Problem: Every record should be restated exactly, with no images included.

================================

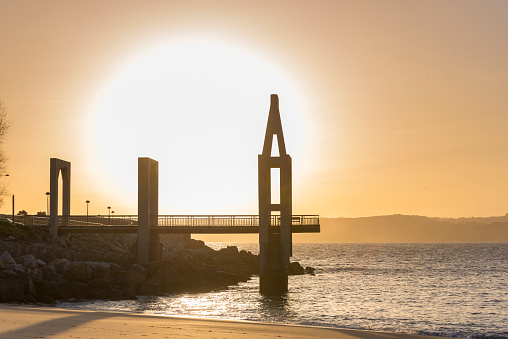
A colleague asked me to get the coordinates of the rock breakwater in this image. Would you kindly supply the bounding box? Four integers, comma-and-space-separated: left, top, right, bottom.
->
0, 223, 314, 303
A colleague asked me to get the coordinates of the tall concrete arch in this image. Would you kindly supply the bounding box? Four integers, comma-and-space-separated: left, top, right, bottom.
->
49, 158, 71, 238
258, 94, 292, 294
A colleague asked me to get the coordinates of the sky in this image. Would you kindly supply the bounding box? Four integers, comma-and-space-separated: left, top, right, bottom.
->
1, 0, 507, 219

================================

Solution to the problem:
A colleague asked me to get the coordinates of the rock breakwater in this image. Would you kindly supply the bounding box? Four integers, comma-and-space-separated: left, top, right, bottom.
->
0, 223, 314, 303
A colleague asked me to get the coordinates of the tall concrete arch in this image. Would you kindly supply the bounding box? Four integers, comma-and-space-separated: left, top, right, bottom.
->
49, 158, 71, 238
258, 94, 292, 294
A colleague asked me to get the coordinates of the sky in this image. Would you kindly supply the bounding box? Four integers, comma-and-space-separated: left, top, right, bottom.
->
1, 0, 507, 219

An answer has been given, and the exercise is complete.